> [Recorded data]
⁂
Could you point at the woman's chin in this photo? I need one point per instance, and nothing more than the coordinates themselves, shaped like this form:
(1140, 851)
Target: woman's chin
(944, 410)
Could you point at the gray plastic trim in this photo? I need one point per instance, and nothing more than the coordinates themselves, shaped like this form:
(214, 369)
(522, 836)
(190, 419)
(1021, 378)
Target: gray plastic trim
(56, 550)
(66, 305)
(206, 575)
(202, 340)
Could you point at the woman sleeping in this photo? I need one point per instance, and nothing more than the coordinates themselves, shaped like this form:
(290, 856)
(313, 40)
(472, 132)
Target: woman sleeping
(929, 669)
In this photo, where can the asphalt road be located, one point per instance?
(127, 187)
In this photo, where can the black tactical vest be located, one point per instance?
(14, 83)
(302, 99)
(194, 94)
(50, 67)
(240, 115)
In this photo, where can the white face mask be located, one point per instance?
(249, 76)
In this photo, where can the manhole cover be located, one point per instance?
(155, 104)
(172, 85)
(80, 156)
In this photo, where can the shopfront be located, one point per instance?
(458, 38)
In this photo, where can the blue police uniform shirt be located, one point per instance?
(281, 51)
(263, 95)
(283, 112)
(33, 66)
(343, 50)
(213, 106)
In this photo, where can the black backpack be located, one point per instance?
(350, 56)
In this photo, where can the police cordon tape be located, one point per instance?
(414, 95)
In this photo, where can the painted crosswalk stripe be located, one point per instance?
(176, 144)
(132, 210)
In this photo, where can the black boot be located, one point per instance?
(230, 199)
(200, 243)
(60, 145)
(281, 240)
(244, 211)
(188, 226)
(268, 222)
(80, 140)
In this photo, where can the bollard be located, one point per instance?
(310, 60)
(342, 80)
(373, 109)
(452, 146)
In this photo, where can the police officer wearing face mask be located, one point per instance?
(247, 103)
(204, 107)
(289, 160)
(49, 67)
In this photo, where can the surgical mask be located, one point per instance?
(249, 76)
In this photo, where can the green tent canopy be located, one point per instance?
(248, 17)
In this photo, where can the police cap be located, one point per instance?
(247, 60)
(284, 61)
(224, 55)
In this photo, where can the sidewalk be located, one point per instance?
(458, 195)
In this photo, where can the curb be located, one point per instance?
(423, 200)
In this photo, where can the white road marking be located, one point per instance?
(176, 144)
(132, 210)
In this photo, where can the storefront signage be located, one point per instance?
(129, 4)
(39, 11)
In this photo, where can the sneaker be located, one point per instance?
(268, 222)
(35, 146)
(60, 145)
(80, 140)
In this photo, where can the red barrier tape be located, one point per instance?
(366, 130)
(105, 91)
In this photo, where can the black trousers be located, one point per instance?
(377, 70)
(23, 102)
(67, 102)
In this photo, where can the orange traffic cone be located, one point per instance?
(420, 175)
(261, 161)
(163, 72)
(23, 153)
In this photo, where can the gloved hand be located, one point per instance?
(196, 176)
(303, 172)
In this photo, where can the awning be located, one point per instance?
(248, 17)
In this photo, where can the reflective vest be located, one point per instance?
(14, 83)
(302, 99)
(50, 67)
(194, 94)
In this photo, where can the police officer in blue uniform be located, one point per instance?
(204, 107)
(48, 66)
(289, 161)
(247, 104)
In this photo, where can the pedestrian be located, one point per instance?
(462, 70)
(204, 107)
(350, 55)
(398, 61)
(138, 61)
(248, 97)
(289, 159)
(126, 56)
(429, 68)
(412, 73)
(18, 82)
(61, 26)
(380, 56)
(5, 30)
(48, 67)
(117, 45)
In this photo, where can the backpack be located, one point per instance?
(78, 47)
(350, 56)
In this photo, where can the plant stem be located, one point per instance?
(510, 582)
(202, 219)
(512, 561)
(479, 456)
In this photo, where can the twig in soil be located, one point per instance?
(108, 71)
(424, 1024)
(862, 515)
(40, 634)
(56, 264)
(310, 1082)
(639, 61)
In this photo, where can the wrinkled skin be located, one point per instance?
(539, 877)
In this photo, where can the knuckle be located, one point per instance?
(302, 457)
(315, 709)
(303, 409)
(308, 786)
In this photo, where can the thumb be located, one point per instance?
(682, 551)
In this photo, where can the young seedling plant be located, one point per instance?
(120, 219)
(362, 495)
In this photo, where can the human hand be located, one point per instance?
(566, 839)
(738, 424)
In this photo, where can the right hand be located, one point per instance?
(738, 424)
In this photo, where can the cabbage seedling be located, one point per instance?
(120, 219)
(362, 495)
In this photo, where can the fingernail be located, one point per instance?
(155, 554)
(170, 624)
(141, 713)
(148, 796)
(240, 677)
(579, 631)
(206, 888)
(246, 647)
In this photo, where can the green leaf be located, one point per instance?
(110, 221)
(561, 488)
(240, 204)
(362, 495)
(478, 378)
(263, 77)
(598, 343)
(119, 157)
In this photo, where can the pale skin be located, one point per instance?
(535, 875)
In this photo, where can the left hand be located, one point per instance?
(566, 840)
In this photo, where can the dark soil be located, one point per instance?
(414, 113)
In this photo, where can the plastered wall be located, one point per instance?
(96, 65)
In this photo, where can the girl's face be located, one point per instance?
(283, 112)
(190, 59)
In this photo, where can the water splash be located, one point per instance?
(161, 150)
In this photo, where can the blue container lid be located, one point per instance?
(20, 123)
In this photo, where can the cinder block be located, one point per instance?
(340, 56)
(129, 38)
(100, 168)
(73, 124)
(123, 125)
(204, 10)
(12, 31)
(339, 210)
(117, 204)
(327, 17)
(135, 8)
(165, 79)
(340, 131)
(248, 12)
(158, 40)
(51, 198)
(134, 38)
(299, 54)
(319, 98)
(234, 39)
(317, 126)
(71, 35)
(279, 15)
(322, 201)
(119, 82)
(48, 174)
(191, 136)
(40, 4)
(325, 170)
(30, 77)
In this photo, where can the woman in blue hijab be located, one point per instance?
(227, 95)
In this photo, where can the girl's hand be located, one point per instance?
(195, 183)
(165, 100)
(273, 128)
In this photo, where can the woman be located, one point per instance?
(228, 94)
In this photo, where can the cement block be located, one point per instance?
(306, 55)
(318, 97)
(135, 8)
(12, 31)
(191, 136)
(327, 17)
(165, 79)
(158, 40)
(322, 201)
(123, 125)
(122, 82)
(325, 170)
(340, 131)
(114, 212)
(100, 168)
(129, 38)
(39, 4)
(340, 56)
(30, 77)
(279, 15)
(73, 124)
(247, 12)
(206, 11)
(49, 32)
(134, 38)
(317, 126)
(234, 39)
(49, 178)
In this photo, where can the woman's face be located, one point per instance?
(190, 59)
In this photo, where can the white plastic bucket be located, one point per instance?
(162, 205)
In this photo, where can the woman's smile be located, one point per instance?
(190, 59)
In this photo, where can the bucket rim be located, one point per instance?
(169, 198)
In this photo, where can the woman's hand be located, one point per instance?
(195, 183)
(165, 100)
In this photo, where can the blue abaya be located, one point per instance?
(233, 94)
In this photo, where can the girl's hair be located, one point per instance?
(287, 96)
⁂
> [Request]
Please retype, exactly as written, every line from the line containing "In this photo, where can the woman be" through the last line of the records above, including both of those lines, and nothing else.

> [Solution to this exercise]
In this photo, where can the woman be located, one point per instance?
(228, 94)
In this photo, where can the cement block be located, one point per instance?
(306, 55)
(318, 97)
(135, 8)
(12, 31)
(191, 136)
(327, 17)
(165, 79)
(158, 40)
(322, 201)
(123, 125)
(122, 82)
(325, 170)
(340, 131)
(114, 212)
(100, 168)
(129, 38)
(39, 4)
(340, 56)
(30, 77)
(279, 15)
(73, 124)
(247, 12)
(206, 11)
(49, 32)
(134, 38)
(317, 126)
(234, 39)
(49, 178)
In this photo, where can the woman's face be located, one point per instance?
(190, 59)
In this photo, where can the white plastic bucket be located, one point per instance?
(162, 205)
In this photo, where can the woman's smile be located, one point per instance?
(190, 59)
In this photo, where can the bucket rim be located, one point per instance?
(169, 198)
In this photo, where can the woman's hand be located, one point per instance?
(195, 183)
(165, 100)
In this photo, where can the blue abaya be located, one point per instance?
(233, 94)
In this photo, where can the girl's hair be located, one point per instance?
(287, 96)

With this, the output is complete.